▶ [Consignes]:
- a) Pour chacune des affirmations suivantes, dites si elle concorde avec le passage choisi en répondant par oui ou par non, puis citez mot pour mot les termes du texte qui tranchent.
(i) Le texte met à l’honneur dix talents.
(ii) Kenzo Takada compte parmi les talents mis à l’honneur.
(iii) Toutes ces créatrices sont passées de la mode à la déco.
- b) Répondez brièvement à ces questions à l’aide du passage choisi.
(i) Qu’habillent les couleurs, les formes et les matières dans cet univers sans frontières ?
(ii) Combien de talents le texte met-il à l’honneur ?
(iii) En quels lieux le lecteur est-il invité à rencontrer ces talents ?

▶ [Passage choisi]:
Certaines sont passées de la mode à la déco, d’autres ont fait le chemin inverse, toutes s’épanouissent désormais dans un univers sans frontières, où couleurs, formes et matières habillent aussi bien une silhouette qu’un intérieur. Certes, elles ne sont pas les seules à s’être lancées dans cette aventure stylistique : Giorgio Armani, Kenzo Takada, Ann Demeulemeester, Vanessa Bruno, Serge Bensimon, Maurizio Galante, Alexis Mabille, et d’autres encore s’y exercent avec succès. Nous avons choisi de mettre à l’honneur ces dix talents car elles incarnent chacune à leur manière et avec leur style propre un état d’esprit bien dans l’air du temps et qui nous ressemble. Nous vous invitons donc à les rencontrer chez elles, dans leurs studios de création, leurs bureaux, leurs showrooms et leurs concept-stores. En mode déco !

▶ [Données fournies]:
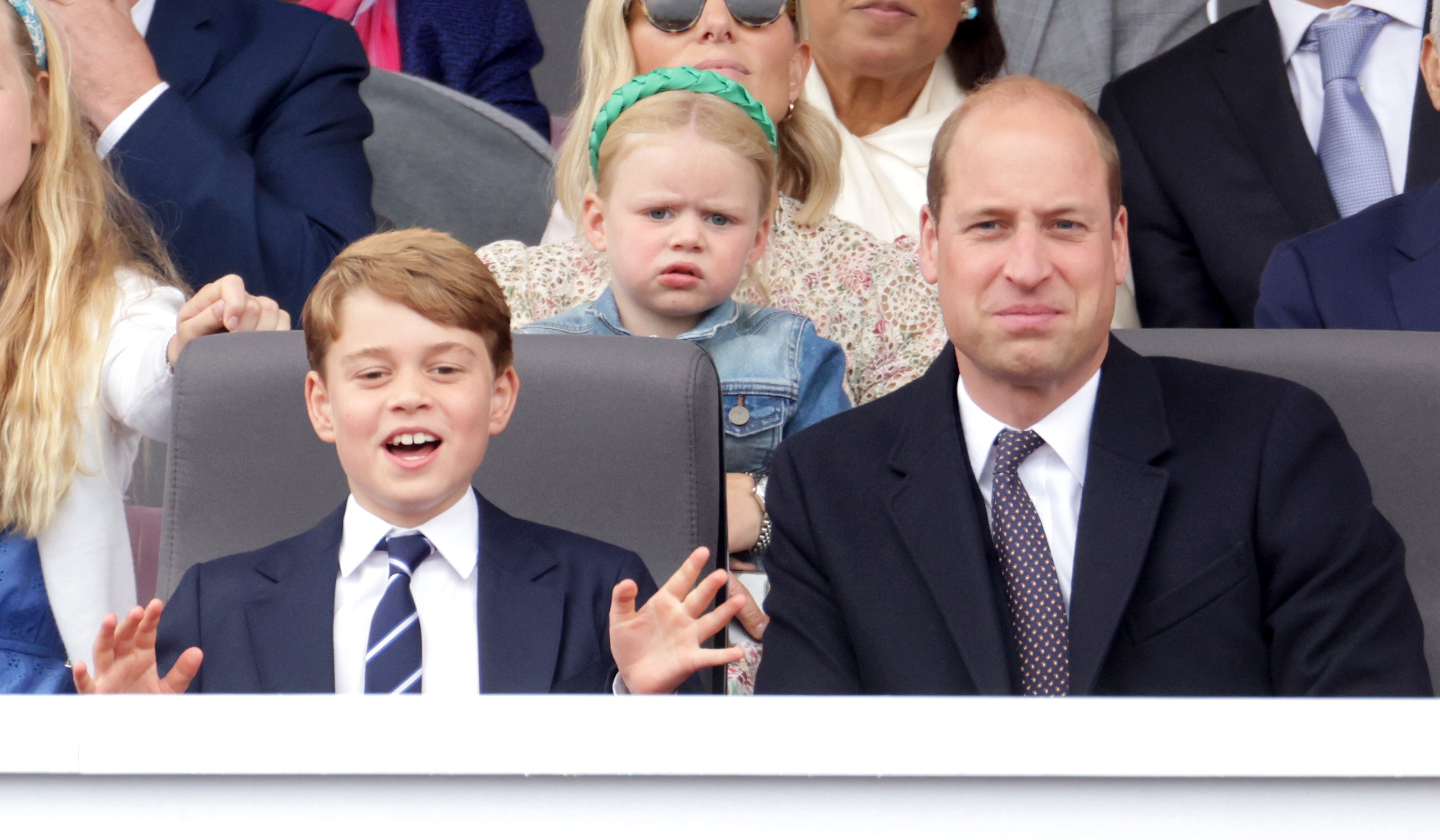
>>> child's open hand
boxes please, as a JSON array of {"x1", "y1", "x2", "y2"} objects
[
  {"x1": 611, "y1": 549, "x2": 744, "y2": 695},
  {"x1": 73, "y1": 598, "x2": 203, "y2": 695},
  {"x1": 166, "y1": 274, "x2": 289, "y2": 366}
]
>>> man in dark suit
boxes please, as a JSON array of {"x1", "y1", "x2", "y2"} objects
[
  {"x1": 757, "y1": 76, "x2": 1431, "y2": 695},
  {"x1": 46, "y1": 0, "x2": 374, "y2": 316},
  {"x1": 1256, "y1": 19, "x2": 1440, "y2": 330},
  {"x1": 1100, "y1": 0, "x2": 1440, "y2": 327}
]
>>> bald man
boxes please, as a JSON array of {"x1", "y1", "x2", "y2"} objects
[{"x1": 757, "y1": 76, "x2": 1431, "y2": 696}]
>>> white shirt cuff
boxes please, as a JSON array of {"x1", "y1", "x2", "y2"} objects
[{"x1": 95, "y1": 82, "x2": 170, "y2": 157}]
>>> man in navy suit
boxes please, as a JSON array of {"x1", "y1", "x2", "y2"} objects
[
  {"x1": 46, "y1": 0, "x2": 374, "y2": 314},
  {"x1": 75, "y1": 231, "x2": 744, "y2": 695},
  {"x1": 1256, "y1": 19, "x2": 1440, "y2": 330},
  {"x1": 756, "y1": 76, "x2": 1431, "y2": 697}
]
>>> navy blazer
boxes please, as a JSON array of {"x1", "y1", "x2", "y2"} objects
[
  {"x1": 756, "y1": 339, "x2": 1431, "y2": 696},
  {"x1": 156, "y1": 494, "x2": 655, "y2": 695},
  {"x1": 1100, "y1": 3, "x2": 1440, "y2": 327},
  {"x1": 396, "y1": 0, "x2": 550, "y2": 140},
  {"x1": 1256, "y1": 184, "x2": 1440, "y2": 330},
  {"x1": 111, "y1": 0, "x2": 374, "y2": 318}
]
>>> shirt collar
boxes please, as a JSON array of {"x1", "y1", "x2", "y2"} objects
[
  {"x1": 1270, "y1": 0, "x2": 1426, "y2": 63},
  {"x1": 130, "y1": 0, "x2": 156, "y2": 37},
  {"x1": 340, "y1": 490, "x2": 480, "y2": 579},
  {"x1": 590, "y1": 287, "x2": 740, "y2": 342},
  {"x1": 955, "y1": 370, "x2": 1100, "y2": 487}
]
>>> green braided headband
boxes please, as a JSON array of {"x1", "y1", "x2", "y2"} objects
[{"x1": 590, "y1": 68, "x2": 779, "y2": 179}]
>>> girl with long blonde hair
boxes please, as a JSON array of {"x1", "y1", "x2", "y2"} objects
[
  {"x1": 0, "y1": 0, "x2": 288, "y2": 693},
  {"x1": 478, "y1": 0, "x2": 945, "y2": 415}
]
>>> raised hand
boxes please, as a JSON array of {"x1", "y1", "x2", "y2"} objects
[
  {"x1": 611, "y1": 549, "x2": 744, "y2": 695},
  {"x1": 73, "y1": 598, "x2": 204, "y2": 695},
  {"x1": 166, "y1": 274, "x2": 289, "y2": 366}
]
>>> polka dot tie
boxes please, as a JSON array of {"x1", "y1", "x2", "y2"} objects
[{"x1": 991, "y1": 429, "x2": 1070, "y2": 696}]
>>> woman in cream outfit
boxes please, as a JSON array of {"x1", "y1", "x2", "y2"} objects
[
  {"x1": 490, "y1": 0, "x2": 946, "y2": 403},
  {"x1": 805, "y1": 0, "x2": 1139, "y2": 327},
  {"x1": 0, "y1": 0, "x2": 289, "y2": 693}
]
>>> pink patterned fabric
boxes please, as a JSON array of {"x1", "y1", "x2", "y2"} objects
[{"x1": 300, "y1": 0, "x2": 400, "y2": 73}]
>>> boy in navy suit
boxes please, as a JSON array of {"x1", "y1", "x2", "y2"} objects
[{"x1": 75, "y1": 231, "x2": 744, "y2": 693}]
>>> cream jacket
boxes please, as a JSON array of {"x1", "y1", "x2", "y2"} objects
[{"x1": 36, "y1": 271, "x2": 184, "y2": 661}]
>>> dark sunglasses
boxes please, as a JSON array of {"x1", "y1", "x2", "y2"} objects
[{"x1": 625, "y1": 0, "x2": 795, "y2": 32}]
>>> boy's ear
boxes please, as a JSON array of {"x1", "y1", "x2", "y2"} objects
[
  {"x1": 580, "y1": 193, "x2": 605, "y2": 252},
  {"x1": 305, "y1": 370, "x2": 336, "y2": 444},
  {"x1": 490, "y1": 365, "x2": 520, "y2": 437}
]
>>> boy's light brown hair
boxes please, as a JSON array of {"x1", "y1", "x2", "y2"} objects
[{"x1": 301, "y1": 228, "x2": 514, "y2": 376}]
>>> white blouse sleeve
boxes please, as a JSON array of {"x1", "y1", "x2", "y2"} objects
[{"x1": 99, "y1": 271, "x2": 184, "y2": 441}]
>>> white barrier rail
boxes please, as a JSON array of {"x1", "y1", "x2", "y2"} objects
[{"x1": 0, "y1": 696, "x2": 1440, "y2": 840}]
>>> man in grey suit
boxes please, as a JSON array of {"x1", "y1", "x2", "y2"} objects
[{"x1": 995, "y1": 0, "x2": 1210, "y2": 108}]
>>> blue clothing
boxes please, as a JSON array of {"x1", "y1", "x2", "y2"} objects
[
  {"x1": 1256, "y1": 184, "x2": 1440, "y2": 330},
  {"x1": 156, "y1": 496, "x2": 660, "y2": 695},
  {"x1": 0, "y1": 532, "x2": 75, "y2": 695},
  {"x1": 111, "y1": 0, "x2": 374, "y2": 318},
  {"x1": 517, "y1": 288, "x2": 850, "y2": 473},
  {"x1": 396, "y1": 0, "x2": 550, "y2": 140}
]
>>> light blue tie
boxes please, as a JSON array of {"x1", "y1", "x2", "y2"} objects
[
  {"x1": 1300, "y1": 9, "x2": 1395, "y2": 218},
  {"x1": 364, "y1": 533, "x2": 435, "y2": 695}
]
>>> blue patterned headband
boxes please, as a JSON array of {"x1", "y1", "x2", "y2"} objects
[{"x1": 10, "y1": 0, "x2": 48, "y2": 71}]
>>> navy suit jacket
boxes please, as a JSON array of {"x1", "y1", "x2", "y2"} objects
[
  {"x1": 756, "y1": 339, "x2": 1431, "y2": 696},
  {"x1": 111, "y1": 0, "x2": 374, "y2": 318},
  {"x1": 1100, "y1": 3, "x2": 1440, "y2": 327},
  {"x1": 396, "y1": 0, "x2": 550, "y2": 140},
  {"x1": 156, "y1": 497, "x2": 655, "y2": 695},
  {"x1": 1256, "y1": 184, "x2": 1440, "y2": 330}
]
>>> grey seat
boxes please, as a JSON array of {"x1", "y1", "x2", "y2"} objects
---
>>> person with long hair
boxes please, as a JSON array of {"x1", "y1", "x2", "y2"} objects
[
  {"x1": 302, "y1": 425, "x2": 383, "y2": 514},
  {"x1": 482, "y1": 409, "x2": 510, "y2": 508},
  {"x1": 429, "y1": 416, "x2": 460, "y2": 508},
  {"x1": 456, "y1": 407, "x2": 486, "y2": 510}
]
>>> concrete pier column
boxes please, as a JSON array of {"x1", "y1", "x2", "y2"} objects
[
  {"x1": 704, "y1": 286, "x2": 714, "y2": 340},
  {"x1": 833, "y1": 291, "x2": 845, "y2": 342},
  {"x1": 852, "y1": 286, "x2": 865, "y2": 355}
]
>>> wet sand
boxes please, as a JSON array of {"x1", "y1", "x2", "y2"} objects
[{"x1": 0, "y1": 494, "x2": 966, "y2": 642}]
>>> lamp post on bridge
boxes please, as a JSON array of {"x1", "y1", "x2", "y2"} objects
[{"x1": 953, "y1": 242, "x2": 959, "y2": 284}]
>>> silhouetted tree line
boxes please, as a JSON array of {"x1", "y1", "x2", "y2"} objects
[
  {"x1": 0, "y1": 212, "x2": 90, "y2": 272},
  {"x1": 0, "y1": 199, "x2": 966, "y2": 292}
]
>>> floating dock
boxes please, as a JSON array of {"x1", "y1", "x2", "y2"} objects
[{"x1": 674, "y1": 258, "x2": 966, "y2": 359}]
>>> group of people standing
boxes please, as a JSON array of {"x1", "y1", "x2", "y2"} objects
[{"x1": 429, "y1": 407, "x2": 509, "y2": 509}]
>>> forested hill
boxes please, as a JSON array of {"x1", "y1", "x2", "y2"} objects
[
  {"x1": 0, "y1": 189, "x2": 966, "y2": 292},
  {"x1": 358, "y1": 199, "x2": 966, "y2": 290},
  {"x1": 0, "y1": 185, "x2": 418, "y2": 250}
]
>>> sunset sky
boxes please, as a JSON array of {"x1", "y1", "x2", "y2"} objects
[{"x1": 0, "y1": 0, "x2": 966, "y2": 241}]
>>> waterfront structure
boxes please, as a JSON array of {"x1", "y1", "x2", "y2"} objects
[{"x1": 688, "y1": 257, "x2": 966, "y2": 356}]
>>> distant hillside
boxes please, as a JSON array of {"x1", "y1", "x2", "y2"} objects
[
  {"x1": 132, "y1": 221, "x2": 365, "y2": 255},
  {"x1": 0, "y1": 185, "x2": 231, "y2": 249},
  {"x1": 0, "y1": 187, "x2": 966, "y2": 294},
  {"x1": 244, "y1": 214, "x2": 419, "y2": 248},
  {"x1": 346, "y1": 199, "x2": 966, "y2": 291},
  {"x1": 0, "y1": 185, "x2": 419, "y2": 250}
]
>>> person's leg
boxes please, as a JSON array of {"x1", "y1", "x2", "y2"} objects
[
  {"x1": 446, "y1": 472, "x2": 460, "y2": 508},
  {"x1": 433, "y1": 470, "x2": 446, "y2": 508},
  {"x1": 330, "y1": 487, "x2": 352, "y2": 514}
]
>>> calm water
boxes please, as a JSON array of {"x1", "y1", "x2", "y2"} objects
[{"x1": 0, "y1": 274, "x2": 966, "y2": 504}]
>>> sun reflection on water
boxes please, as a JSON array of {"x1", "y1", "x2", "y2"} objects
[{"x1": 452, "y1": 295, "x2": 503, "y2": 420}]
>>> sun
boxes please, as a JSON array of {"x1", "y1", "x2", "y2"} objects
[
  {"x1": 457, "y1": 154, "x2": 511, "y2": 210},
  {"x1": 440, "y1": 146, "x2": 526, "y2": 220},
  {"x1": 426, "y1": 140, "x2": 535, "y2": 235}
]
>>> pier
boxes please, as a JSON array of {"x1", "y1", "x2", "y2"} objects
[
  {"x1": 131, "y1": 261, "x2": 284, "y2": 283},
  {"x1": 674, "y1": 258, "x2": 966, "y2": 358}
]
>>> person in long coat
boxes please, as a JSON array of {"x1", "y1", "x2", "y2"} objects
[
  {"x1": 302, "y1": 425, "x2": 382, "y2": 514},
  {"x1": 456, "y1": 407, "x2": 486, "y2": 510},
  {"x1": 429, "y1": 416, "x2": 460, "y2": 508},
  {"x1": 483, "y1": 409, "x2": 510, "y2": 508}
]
...
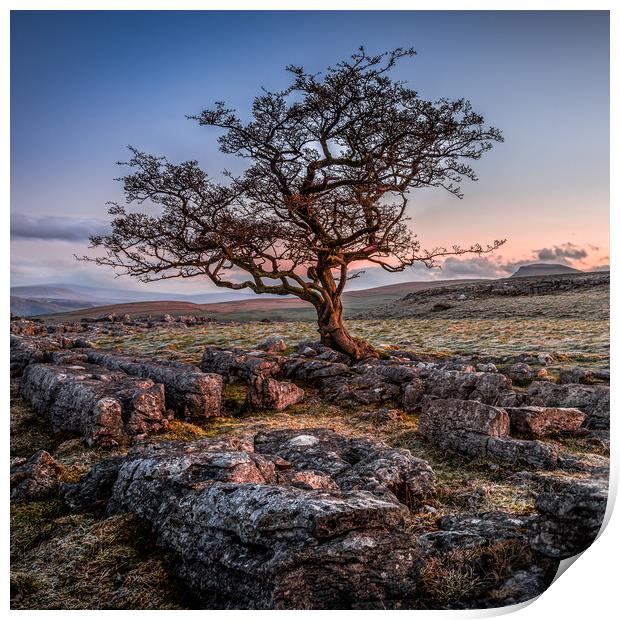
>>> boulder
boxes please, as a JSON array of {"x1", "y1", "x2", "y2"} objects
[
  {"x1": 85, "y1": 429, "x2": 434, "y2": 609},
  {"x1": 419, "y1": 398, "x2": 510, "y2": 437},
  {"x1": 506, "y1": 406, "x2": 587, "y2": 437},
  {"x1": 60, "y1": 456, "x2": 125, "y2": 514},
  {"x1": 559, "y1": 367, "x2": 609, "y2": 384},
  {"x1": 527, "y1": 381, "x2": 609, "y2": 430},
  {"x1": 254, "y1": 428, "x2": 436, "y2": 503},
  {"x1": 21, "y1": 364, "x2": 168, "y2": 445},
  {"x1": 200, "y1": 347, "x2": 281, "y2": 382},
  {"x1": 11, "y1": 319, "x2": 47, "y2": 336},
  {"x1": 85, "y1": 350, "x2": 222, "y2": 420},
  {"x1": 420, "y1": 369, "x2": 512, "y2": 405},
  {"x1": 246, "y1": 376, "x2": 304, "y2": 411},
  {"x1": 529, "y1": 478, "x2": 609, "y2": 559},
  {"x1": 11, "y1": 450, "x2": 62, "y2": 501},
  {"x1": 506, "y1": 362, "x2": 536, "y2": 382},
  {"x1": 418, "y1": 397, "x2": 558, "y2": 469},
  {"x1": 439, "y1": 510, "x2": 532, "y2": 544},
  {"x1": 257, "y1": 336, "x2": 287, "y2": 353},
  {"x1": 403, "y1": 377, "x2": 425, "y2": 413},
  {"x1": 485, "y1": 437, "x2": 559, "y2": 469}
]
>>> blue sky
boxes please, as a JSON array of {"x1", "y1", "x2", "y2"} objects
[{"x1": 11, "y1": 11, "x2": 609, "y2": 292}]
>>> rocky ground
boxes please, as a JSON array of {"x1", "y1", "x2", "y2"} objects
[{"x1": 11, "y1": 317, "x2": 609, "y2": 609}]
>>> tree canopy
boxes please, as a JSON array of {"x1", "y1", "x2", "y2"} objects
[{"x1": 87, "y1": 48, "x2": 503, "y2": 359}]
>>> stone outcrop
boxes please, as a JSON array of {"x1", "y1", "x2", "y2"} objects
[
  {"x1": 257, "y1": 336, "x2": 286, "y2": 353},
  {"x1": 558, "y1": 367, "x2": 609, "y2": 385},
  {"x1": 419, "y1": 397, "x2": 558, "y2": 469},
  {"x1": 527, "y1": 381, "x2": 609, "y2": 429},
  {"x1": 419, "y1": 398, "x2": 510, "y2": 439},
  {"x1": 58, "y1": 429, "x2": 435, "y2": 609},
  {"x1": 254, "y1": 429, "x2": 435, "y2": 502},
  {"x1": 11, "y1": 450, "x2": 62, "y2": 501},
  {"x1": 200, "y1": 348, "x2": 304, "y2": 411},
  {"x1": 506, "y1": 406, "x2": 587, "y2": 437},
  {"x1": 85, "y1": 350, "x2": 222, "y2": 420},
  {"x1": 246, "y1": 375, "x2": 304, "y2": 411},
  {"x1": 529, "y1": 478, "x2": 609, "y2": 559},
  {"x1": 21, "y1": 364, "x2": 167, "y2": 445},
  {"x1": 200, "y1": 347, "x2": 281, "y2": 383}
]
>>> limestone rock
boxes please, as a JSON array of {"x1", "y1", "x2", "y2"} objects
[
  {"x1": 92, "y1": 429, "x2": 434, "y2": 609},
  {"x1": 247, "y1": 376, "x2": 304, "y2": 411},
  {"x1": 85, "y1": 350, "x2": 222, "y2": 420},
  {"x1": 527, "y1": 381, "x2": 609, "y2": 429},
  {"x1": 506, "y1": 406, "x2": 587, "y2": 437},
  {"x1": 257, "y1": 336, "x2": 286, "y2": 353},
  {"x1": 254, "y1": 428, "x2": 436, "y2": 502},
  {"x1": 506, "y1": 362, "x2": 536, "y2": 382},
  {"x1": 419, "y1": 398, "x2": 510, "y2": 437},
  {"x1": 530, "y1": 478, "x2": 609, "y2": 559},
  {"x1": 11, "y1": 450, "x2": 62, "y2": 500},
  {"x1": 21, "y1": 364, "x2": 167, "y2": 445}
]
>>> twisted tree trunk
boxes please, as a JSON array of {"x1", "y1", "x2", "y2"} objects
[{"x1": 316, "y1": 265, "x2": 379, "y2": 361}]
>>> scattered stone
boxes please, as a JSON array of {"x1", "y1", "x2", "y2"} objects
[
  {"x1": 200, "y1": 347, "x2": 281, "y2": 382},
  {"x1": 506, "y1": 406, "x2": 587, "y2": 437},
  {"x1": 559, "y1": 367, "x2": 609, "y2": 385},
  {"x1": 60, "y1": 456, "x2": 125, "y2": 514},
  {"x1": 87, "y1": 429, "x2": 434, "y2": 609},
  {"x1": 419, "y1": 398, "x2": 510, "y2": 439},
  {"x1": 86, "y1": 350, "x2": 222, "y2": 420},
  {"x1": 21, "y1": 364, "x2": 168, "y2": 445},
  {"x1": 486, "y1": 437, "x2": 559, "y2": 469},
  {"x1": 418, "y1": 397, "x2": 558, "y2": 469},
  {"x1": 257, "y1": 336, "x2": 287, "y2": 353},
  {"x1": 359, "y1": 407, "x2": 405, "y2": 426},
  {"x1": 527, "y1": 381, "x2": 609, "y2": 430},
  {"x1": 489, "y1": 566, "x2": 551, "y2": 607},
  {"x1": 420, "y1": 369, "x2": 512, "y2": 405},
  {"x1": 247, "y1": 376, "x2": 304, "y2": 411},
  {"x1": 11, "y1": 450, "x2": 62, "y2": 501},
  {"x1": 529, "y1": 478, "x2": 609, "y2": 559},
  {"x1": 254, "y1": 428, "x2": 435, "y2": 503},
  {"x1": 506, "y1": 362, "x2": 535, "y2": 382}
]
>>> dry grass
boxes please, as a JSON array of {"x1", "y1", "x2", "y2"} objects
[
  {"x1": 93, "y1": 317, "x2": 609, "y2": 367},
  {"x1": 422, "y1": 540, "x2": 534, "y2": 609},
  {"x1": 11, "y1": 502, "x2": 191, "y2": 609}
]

▶ [Réponses]:
- a)
(i) Oui : « Nous avons choisi de mettre à l’honneur ces dix talents ».
(ii) Non : « elles ne sont pas les seules à s’être lancées dans cette aventure stylistique : Giorgio Armani, Kenzo Takada ».
(iii) Non : « Certaines sont passées de la mode à la déco, d’autres ont fait le chemin inverse ».

- b)
(i) Aussi bien une silhouette qu’un intérieur.
(ii) Dix.
(iii) Chez elles, dans leurs studios de création, leurs bureaux, leurs showrooms et leurs concept-stores.